**EXERCISE TASK:** Below are some records; retype all of them exactly.

**Entries from a dataset:**
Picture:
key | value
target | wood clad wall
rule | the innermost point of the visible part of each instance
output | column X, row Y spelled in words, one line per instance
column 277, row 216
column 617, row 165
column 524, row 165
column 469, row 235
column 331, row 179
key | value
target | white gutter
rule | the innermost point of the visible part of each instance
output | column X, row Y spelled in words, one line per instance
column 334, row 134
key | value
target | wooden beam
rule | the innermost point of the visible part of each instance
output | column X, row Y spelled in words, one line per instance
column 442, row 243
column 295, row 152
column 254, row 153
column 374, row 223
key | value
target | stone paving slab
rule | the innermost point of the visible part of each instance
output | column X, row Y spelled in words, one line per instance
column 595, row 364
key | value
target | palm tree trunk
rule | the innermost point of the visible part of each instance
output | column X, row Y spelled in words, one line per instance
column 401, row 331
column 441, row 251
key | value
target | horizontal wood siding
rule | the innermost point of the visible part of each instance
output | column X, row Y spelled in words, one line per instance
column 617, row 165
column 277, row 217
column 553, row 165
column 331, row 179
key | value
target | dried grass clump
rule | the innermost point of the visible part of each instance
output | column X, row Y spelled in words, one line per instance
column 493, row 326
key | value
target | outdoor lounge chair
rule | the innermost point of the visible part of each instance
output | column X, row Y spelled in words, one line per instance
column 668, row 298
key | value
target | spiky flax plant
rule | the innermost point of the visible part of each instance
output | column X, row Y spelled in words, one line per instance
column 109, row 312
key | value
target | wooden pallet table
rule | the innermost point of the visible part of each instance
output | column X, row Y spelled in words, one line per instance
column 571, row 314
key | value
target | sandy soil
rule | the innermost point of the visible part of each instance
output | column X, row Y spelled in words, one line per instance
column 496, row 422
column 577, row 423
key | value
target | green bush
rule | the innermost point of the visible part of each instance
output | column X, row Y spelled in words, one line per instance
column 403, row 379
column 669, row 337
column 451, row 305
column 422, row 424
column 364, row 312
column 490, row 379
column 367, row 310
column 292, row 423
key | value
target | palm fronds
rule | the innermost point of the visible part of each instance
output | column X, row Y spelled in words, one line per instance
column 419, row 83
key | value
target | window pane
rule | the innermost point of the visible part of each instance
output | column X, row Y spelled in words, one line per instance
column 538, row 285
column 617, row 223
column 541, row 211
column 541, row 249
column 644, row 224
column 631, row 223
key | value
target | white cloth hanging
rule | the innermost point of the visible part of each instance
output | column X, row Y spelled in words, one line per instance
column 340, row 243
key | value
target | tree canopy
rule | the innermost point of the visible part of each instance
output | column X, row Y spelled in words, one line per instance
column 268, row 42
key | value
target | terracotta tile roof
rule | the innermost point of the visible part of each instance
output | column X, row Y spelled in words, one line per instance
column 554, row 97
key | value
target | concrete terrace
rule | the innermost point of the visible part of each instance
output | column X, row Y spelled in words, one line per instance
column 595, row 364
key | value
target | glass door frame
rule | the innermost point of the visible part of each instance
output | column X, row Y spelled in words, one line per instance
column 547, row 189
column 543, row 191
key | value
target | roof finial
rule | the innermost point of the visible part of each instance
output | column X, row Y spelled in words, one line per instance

**ANSWER TO THE PROBLEM:**
Picture:
key | value
target | wood clad wall
rule | the innermost point of the visible part of each instance
output | column X, row Y spelled in words, one line per instance
column 277, row 216
column 617, row 165
column 524, row 165
column 469, row 235
column 331, row 179
key | value
target | white gutter
rule | the innermost point of the visible part of each instance
output | column X, row Y spelled in words, one line per instance
column 334, row 134
key | value
target | wooden beam
rule | the innermost point of the visible part of each instance
output | column X, row Y spelled in words, one line per instance
column 442, row 243
column 295, row 152
column 254, row 153
column 374, row 223
key | value
target | stone paving slab
rule | the innermost point of the visible part of each instance
output | column X, row Y spelled in words, one line per instance
column 595, row 364
key | value
target | palm tree trunk
rule | the innermost point of the visible part of each instance
output | column X, row Y spelled in words, one line per instance
column 401, row 331
column 441, row 251
key | value
target | horizontal wood siding
rule | the innermost point of the visible part of each instance
output | column X, row Y spelled in words, one line per instance
column 617, row 165
column 277, row 217
column 553, row 165
column 331, row 179
key | value
target | dried grass clump
rule | the innermost point of the visible part of each instance
output | column X, row Y spelled in words, one line per instance
column 493, row 326
key | value
target | outdoor lounge chair
rule | the innermost point of the visible part of each instance
output | column X, row Y spelled in words, one line per instance
column 668, row 298
key | value
target | spiky flax plant
rule | the innermost point of the visible part of each instance
output | column X, row Y spelled in words, one line per instance
column 109, row 312
key | value
target | wooden pallet table
rule | the innermost point of the visible part of each instance
output | column X, row Y spelled in words, one line per instance
column 571, row 314
key | value
target | sandy soil
rule | the innermost point of the visible part of each instance
output | column X, row Y spelled in words, one line per instance
column 496, row 422
column 577, row 423
key | value
target | green bush
rule | the innermost point of the visible part of each instance
output | column X, row Y spelled in words, one line per instance
column 403, row 379
column 669, row 337
column 451, row 305
column 422, row 424
column 364, row 312
column 490, row 379
column 367, row 310
column 292, row 423
key | value
target | palm fronds
rule | the innermost point of the visible part of each instance
output | column X, row Y spelled in words, one line per instance
column 419, row 83
key | value
target | window pane
rule | the innermost point of the visible part of each instance
output | column X, row Y spelled in words, one line per instance
column 538, row 285
column 617, row 223
column 541, row 211
column 541, row 249
column 644, row 224
column 631, row 223
key | value
target | white cloth hanging
rule | the innermost point of the visible part of each instance
output | column X, row Y spelled in words, one line per instance
column 340, row 243
key | value
target | tree canopy
rule | the innermost point of the visible part of each instance
output | column X, row Y spelled in words, one line per instance
column 268, row 42
key | value
target | terracotta tile roof
rule | the innermost point of the visible part of each instance
output | column X, row Y spelled in words, one line per instance
column 554, row 97
key | value
target | concrete terrace
rule | the innermost point of the visible part of each instance
output | column X, row Y spelled in words, one line per instance
column 595, row 364
key | value
target | glass door frame
rule | the innermost point of the visible part of each instance
output | column X, row Y spelled in words, one line per instance
column 547, row 189
column 543, row 191
key | value
target | roof finial
rule | the innermost point of the visible part of each instance
output | column X, row Y spelled in words, one line per instance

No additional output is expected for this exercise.